CARACAS – Venezuela’s interim President Juan Guaido, who has been acknowledged as the country’s leader by more than 50 countries, said on Thursday that the “delay” in recognizing the emergency in his country on the part of the United Nations and the International Red Cross (ICRC) should cause other multilateral organizations to reflect on their own stances.
“It should lead to reflection by the multilateral entities, it should lead to reflection by entities concerned about the matter. You don’t create from one day to the next seven million citizens at risk of dying without bearing in mind the underlying health emergency that we have as a result of the lack of basic services,” Guaido told reporters.
The opposition leader referred to the fact that on Wednesday UN Secretary-General Antonio Guterres said that “according to the latest estimates,” seven million people in Venezuela “need humanitarian assistance.”
“We’re working to broaden our assistance in accord with the principles of humanity, neutrality, impartiality and independence,” Guterres said in a message on his Twitter account.
Guaido also commented on the announcement by Venezuela’s leftist incumbent Nicolas Maduro, who reported on an agreement with the Red Cross to let humanitarian aid enter Venezuela, and said that this was an “achievement” brought about by public pressure.
However, he emphasized that “Today, Venezuela knows that the solution to the emergency is the end of the usurpation,” by which he meant Maduro’s tenure in the presidency.
Maduro won re-election to a second term in May 2018 and was inaugurated in mid-January 2019, and shortly thereafter Guaido swore in as the country’s interim president, saying that Maduro had usurped power in a fraudulent election, a position that has been backed by more than four dozen nations.
“Saying that this is a meeting point with a regime that created an unprecedented crisis would be very benevolent ... There is no meeting point with a dictatorial regime that created an unprecedented humanitarian crisis,” he said.
Venezuela is going through a severe economic crisis that has resulted in significant scarcities of medicines and medical supplies, a situation that has been denounced by assorted health care providers and the Venezuelan opposition, which in February tried unsuccessfully to get aid donations from the United States and other nations and warehoused in Colombia, Brazil and Curaçao into the country.
At that time, Maduro refused to allow the aid to enter, saying that the whole thing was a “political show” and could be the pretext for a foreign invasion.
Maduro, who has denied that any humanitarian crisis exists in Venezuela, announced on Wednesday an agreement with the International Red Cross, whose president, Peter Maurer, this week visited the country to discuss how to strengthen his organization’s humanitarian footprint there.
Maduro said that Foreign Minister Jorge Arreaza is negotiating a “formal” document with the Red Cross establishing the parameters for allowing the entry of humanitarian aid.

Data listing:
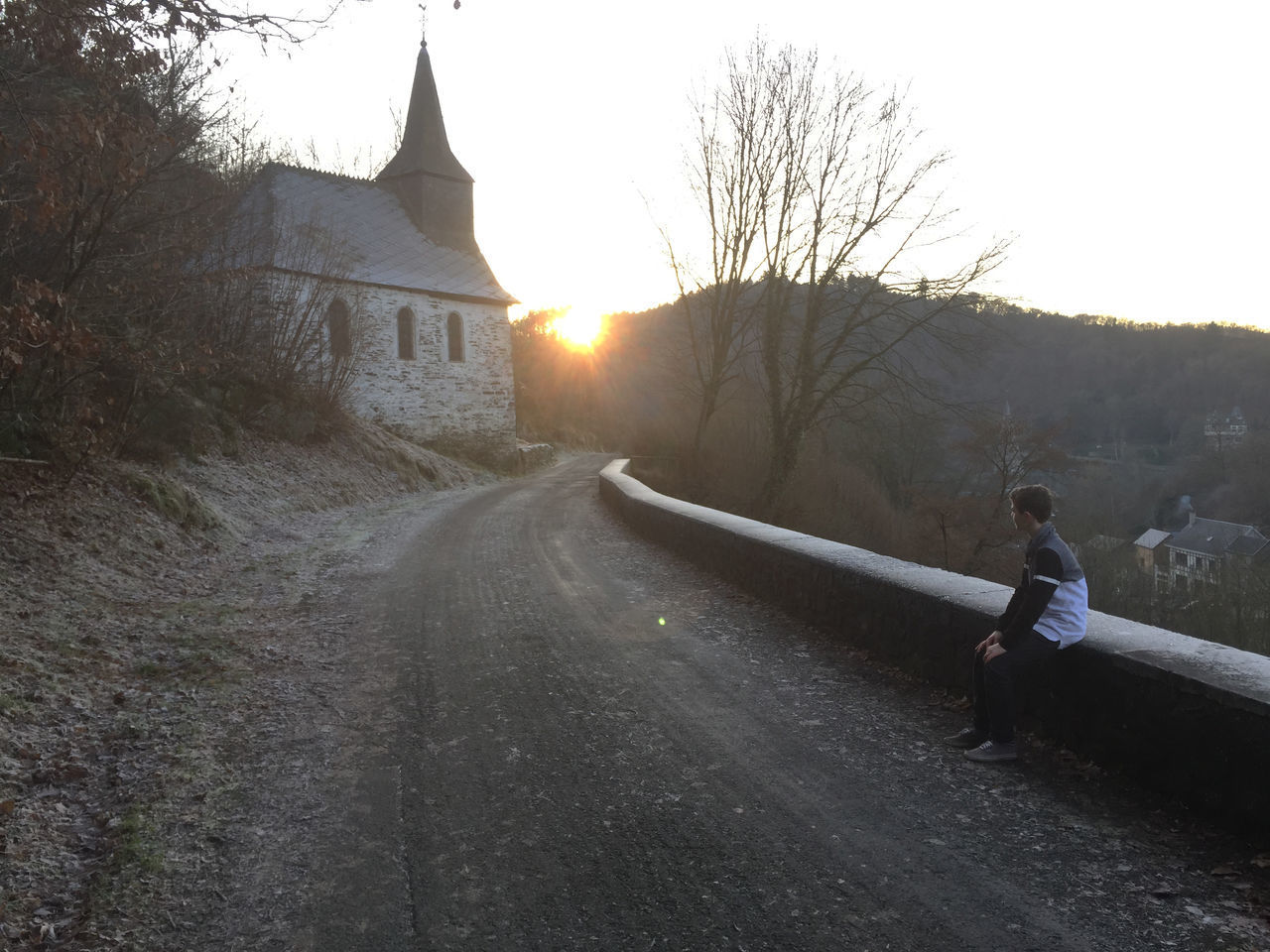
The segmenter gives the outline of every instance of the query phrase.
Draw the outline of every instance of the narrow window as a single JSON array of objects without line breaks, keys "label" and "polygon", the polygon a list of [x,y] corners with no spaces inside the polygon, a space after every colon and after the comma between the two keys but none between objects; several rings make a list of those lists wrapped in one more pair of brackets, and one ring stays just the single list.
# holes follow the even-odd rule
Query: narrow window
[{"label": "narrow window", "polygon": [[398,357],[403,360],[414,359],[414,311],[403,307],[398,311]]},{"label": "narrow window", "polygon": [[348,314],[348,305],[338,297],[326,308],[326,333],[330,334],[330,355],[353,355],[353,321]]},{"label": "narrow window", "polygon": [[464,359],[464,319],[457,311],[451,311],[446,319],[446,340],[450,343],[450,359]]}]

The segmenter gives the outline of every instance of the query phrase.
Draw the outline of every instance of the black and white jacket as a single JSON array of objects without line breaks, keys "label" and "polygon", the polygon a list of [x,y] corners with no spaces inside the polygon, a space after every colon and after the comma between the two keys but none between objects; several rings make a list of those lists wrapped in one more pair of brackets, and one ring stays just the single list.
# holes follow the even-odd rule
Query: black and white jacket
[{"label": "black and white jacket", "polygon": [[1001,646],[1036,631],[1060,649],[1085,637],[1090,590],[1085,572],[1053,523],[1045,523],[1024,553],[1024,579],[997,619]]}]

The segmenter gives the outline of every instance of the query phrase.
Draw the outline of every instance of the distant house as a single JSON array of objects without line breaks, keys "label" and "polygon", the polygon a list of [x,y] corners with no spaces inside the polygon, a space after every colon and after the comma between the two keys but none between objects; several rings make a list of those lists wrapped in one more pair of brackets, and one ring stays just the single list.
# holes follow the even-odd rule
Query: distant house
[{"label": "distant house", "polygon": [[1156,586],[1190,592],[1219,588],[1231,572],[1270,556],[1270,539],[1252,526],[1190,514],[1177,532],[1147,529],[1134,542],[1138,567],[1154,576]]},{"label": "distant house", "polygon": [[356,357],[356,413],[420,442],[514,451],[516,298],[476,245],[472,178],[450,150],[425,46],[400,149],[380,174],[269,164],[229,245],[229,268],[300,282],[324,329],[323,360]]},{"label": "distant house", "polygon": [[1163,548],[1161,543],[1167,541],[1171,534],[1163,529],[1147,529],[1137,538],[1133,543],[1133,555],[1140,571],[1154,575],[1157,561],[1162,566],[1168,562],[1168,550]]},{"label": "distant house", "polygon": [[1204,438],[1217,448],[1237,447],[1248,435],[1248,421],[1243,419],[1243,411],[1234,407],[1223,416],[1212,413],[1204,420]]}]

Activities:
1) According to the article on Venezuela's humanitarian crisis, how many people in Venezuela need humanitarian assistance by the UN Secretary-General's latest estimates?
2) Give the part of the article on Venezuela's humanitarian crisis that runs from "The opposition leader" through "by public pressure." again, replacing "Twitter account" with "social media account".

Solutions by task:
1) Seven million people in Venezuela need humanitarian assistance.

2)
The opposition leader referred to the fact that on Wednesday UN Secretary-General Antonio Guterres said that “according to the latest estimates,” seven million people in Venezuela “need humanitarian assistance.”
“We’re working to broaden our assistance in accord with the principles of humanity, neutrality, impartiality and independence,” Guterres said in a message on his social media account.
Guaido also commented on the announcement by Venezuela’s leftist incumbent Nicolas Maduro, who reported on an agreement with the Red Cross to let humanitarian aid enter Venezuela, and said that this was an “achievement” brought about by public pressure.